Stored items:
*** Block opens ***

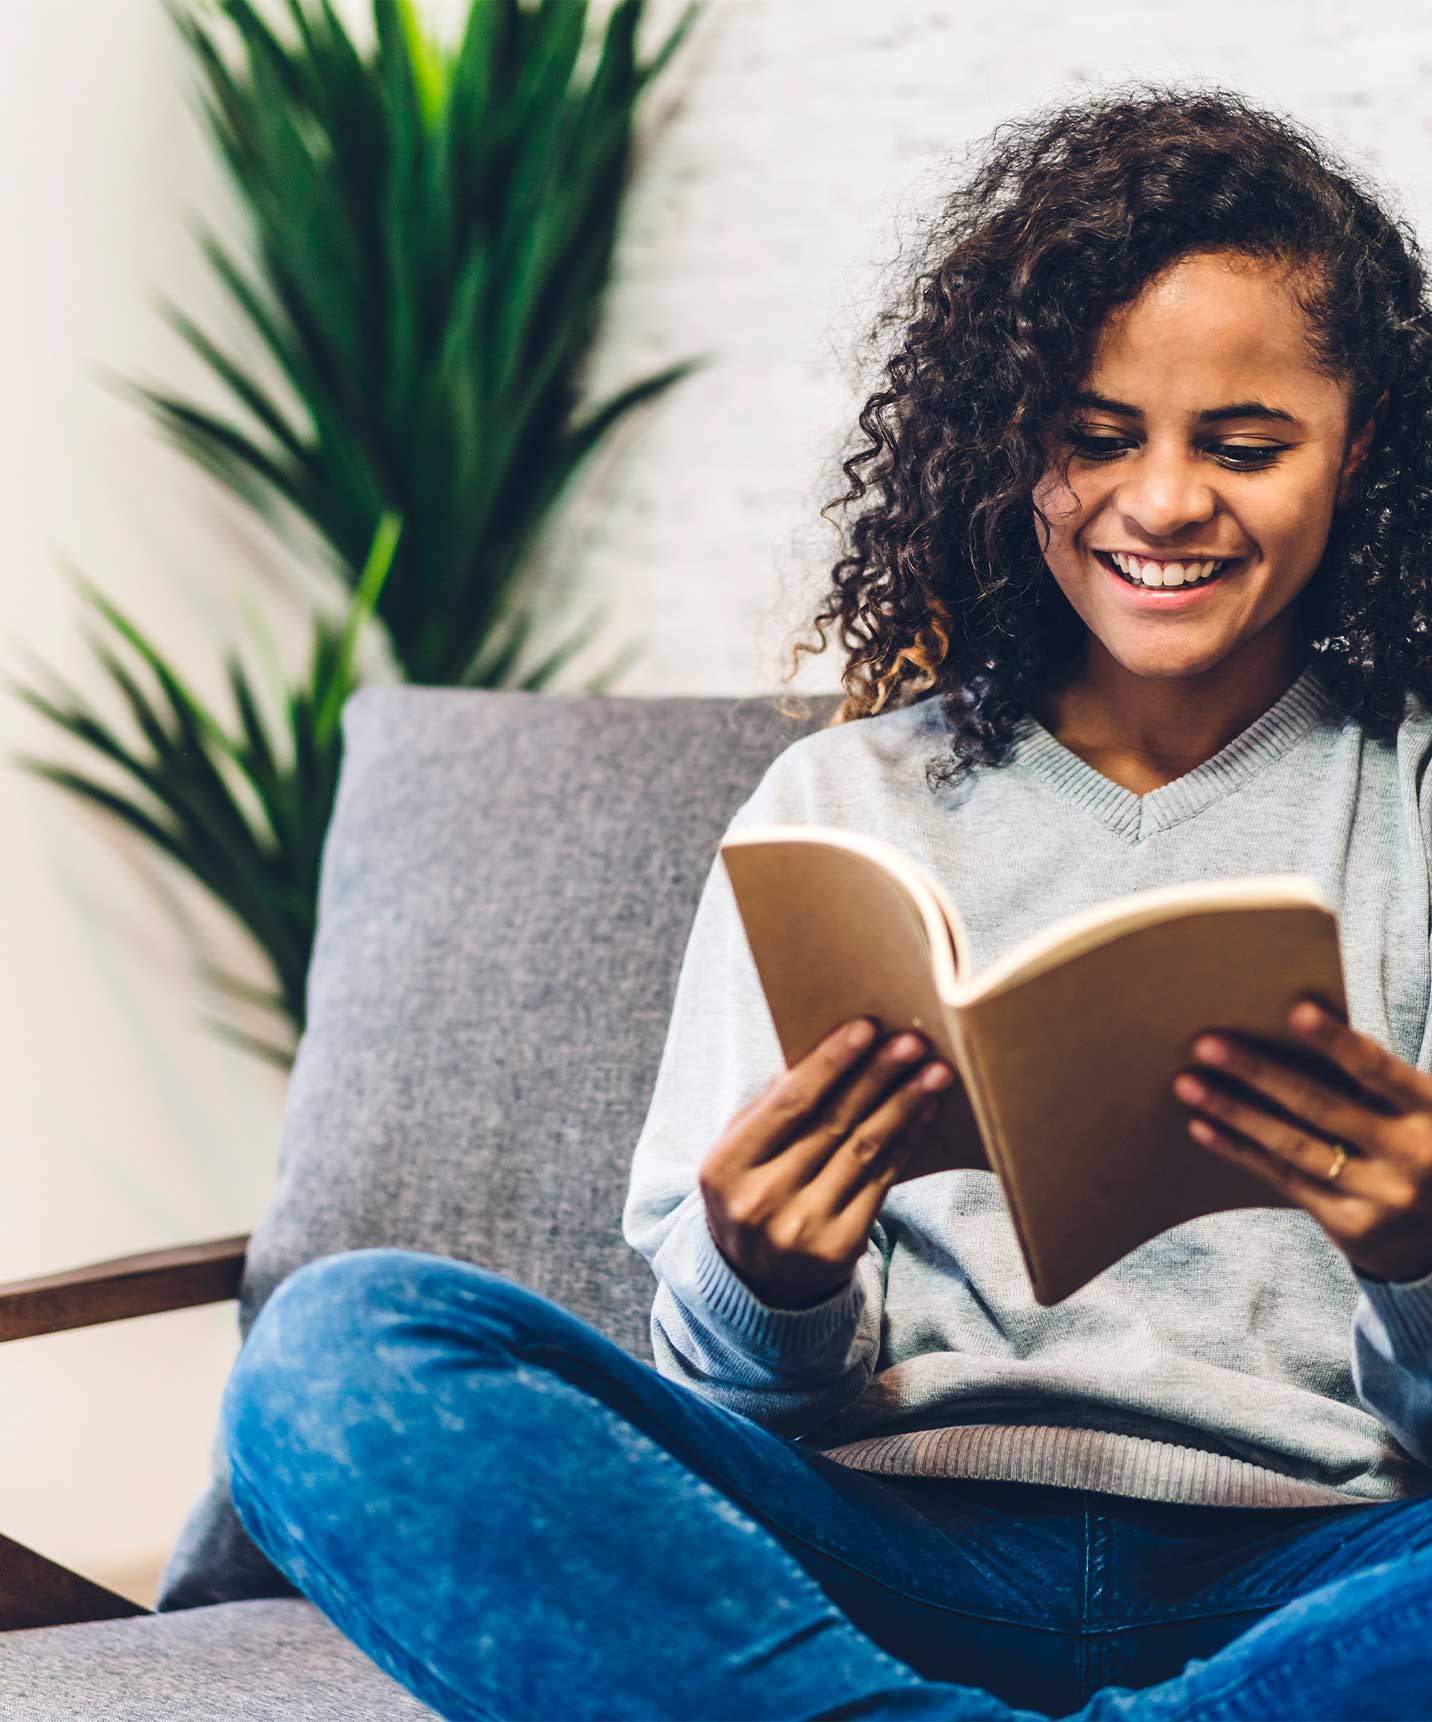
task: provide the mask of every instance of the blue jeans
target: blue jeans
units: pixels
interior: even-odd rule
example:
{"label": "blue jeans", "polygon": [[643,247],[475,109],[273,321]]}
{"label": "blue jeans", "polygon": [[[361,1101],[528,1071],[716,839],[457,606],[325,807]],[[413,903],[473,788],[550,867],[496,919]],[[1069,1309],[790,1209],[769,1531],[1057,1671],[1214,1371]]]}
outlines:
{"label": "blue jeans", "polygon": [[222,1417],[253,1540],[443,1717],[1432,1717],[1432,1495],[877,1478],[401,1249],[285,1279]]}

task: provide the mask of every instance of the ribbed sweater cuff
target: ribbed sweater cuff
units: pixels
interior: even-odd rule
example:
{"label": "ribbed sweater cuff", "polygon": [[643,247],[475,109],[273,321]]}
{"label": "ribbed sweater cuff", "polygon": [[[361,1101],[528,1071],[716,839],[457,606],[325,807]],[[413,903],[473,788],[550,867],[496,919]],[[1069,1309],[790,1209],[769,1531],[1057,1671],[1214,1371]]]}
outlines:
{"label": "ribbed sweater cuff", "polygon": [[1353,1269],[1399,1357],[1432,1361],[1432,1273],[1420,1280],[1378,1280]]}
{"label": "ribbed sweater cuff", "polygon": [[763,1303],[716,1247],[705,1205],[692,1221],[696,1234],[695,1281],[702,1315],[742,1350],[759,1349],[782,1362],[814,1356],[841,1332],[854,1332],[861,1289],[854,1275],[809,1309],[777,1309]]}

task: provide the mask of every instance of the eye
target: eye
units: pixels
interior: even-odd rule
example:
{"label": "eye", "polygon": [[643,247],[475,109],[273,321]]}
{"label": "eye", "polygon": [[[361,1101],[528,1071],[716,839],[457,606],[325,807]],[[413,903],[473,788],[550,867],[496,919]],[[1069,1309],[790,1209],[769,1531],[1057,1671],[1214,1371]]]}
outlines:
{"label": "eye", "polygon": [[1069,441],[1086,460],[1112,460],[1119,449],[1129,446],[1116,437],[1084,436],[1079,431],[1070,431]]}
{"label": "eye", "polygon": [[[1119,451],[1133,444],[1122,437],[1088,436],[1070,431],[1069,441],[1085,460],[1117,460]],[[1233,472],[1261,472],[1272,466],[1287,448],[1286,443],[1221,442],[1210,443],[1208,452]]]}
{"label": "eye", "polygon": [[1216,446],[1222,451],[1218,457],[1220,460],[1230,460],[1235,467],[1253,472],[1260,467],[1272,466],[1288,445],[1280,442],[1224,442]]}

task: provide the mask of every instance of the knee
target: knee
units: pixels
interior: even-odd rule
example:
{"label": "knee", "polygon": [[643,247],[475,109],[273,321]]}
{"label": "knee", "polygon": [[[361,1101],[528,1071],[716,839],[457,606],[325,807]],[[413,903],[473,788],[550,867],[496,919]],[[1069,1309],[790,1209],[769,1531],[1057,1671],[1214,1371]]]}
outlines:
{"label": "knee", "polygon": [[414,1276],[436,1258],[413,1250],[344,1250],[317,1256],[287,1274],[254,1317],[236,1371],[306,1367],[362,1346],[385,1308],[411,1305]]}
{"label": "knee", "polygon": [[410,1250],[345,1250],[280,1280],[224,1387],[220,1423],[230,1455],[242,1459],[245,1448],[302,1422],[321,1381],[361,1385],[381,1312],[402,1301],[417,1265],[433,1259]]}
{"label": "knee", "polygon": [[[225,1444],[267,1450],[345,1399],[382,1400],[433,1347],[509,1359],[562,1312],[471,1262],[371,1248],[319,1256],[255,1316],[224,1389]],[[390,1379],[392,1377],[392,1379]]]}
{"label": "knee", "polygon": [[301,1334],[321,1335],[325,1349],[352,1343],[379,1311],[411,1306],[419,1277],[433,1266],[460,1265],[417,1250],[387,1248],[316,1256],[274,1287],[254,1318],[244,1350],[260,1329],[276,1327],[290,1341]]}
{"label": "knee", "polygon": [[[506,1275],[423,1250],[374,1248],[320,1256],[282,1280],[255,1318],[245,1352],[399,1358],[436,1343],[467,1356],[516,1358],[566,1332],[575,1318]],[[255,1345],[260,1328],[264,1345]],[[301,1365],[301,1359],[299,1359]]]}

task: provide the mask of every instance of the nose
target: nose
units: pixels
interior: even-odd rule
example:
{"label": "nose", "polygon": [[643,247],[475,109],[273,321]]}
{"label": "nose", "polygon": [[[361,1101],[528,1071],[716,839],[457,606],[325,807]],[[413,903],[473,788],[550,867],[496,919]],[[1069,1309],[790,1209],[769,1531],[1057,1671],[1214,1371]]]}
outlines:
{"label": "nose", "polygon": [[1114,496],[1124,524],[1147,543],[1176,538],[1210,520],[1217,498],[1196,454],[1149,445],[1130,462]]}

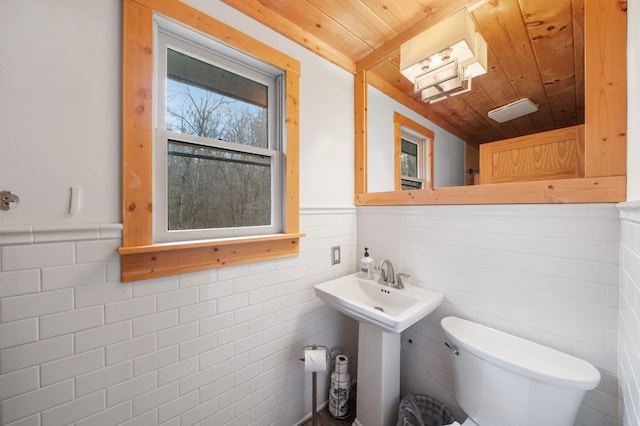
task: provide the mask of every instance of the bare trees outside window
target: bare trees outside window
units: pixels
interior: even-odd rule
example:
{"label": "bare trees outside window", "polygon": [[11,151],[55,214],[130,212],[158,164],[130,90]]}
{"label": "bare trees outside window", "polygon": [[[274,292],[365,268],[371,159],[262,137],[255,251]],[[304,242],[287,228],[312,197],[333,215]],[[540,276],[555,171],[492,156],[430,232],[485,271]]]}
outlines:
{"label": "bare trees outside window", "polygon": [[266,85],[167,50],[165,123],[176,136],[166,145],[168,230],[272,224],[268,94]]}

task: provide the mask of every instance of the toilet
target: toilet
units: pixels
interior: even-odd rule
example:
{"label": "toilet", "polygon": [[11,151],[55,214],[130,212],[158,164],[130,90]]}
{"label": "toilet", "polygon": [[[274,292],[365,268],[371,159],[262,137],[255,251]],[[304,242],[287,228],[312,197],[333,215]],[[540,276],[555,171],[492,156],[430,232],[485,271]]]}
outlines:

*** Block closes ***

▶ **What to work on**: Each entry above is to be written out exactly. The pictures stay out.

▶ **Answer for the task**:
task: provide the mask of every instance of the blue jeans
target: blue jeans
units: pixels
interior: even-odd rule
example:
{"label": "blue jeans", "polygon": [[643,247],[475,109],[273,321]]}
{"label": "blue jeans", "polygon": [[[361,1101],[528,1071],[716,839],[457,606],[325,807]],[[413,903],[473,788],[550,867],[496,919]],[[1069,1309],[790,1209],[769,1531],[1057,1671],[1214,1371]]]}
outlines:
{"label": "blue jeans", "polygon": [[222,1417],[253,1540],[443,1717],[1432,1717],[1432,1495],[877,1478],[401,1249],[285,1279]]}

task: provide the mask of every instance of the ribbed sweater cuff
target: ribbed sweater cuff
units: pixels
interior: even-odd rule
example:
{"label": "ribbed sweater cuff", "polygon": [[643,247],[475,109],[273,321]]}
{"label": "ribbed sweater cuff", "polygon": [[[361,1101],[528,1071],[716,839],[457,606],[325,807]],[[413,903],[473,788],[550,867],[496,919]],[[1069,1309],[790,1209],[769,1531],[1057,1671],[1214,1371]]]}
outlines:
{"label": "ribbed sweater cuff", "polygon": [[1353,1269],[1399,1357],[1432,1361],[1432,1273],[1420,1280],[1378,1280]]}
{"label": "ribbed sweater cuff", "polygon": [[763,1303],[716,1247],[705,1205],[692,1221],[696,1234],[695,1281],[702,1315],[742,1350],[759,1349],[782,1362],[814,1356],[841,1332],[854,1332],[861,1289],[854,1275],[809,1309],[777,1309]]}

task: provide the mask of every instance of the eye
target: eye
units: pixels
interior: even-odd rule
example:
{"label": "eye", "polygon": [[643,247],[475,109],[273,321]]}
{"label": "eye", "polygon": [[[361,1101],[528,1071],[716,839],[457,606],[325,807]],[[413,903],[473,788],[550,867],[496,919]],[[1069,1309],[790,1209],[769,1531],[1057,1671],[1214,1371]]]}
outlines:
{"label": "eye", "polygon": [[1069,441],[1086,460],[1112,460],[1119,449],[1129,446],[1116,437],[1084,436],[1079,431],[1070,431]]}
{"label": "eye", "polygon": [[[1119,451],[1133,444],[1122,437],[1088,436],[1070,431],[1069,441],[1085,460],[1117,460]],[[1233,472],[1261,472],[1272,466],[1287,448],[1286,443],[1221,442],[1210,443],[1208,452]]]}
{"label": "eye", "polygon": [[1216,446],[1222,451],[1218,457],[1220,460],[1230,460],[1235,467],[1253,472],[1260,467],[1272,466],[1288,445],[1280,442],[1224,442]]}

task: provide the mask of every instance of the knee
target: knee
units: pixels
interior: even-odd rule
example:
{"label": "knee", "polygon": [[643,247],[475,109],[273,321]]}
{"label": "knee", "polygon": [[[361,1101],[528,1071],[716,839],[457,606],[325,807]],[[413,903],[473,788],[550,867],[496,919]],[[1069,1309],[790,1209],[769,1531],[1057,1671],[1214,1371]]]}
outlines:
{"label": "knee", "polygon": [[414,1276],[436,1258],[413,1250],[344,1250],[317,1256],[287,1274],[254,1317],[236,1371],[306,1367],[362,1346],[385,1308],[411,1305]]}
{"label": "knee", "polygon": [[410,1250],[345,1250],[280,1280],[224,1387],[220,1423],[230,1455],[242,1459],[245,1448],[302,1422],[321,1381],[361,1385],[381,1312],[402,1301],[417,1265],[433,1259]]}
{"label": "knee", "polygon": [[[225,1444],[267,1450],[345,1399],[382,1400],[433,1347],[509,1359],[562,1312],[471,1262],[371,1248],[319,1256],[255,1316],[224,1389]],[[390,1379],[392,1377],[392,1379]]]}
{"label": "knee", "polygon": [[301,1334],[321,1335],[325,1349],[352,1343],[379,1311],[411,1306],[419,1277],[433,1266],[460,1265],[417,1250],[387,1248],[316,1256],[274,1287],[254,1318],[244,1350],[260,1329],[276,1327],[290,1341]]}
{"label": "knee", "polygon": [[[506,1275],[423,1250],[374,1248],[320,1256],[282,1280],[255,1318],[245,1352],[399,1358],[436,1343],[467,1356],[516,1358],[566,1332],[575,1318]],[[255,1345],[260,1328],[264,1345]],[[301,1365],[301,1359],[299,1359]]]}

task: provide the mask of every instance of the nose
target: nose
units: pixels
interior: even-odd rule
example:
{"label": "nose", "polygon": [[643,247],[475,109],[273,321]]}
{"label": "nose", "polygon": [[[361,1101],[528,1071],[716,839],[457,606],[325,807]],[[413,903],[473,788],[550,867],[496,919]],[[1069,1309],[790,1209],[769,1531],[1057,1671],[1214,1371]]]}
outlines:
{"label": "nose", "polygon": [[1114,496],[1124,524],[1147,543],[1176,538],[1210,520],[1217,498],[1196,454],[1149,445],[1130,462]]}

task: provide the mask of every instance of the bare trees outside window
target: bare trees outside window
units: pixels
interior: even-odd rule
example:
{"label": "bare trees outside window", "polygon": [[11,151],[55,214],[130,212],[158,164],[130,90]]}
{"label": "bare trees outside window", "polygon": [[[274,292],[365,268],[371,159],[262,137],[255,251]],[[304,242],[287,228],[312,197],[333,215]],[[540,276],[555,171],[492,156],[430,232],[485,271]]]}
outlines:
{"label": "bare trees outside window", "polygon": [[266,85],[167,50],[165,123],[176,136],[166,145],[168,230],[272,224],[268,94]]}

task: provide the mask of every instance of the toilet
target: toilet
units: pixels
interior: even-odd rule
example:
{"label": "toilet", "polygon": [[11,151],[55,214],[130,212],[158,164],[130,90]]}
{"label": "toilet", "polygon": [[[274,292],[365,268],[371,159],[262,137],[255,251]],[[304,242],[287,228],[312,197],[333,215]],[[540,276],[555,171],[492,156],[430,232],[485,271]]]}
outlines:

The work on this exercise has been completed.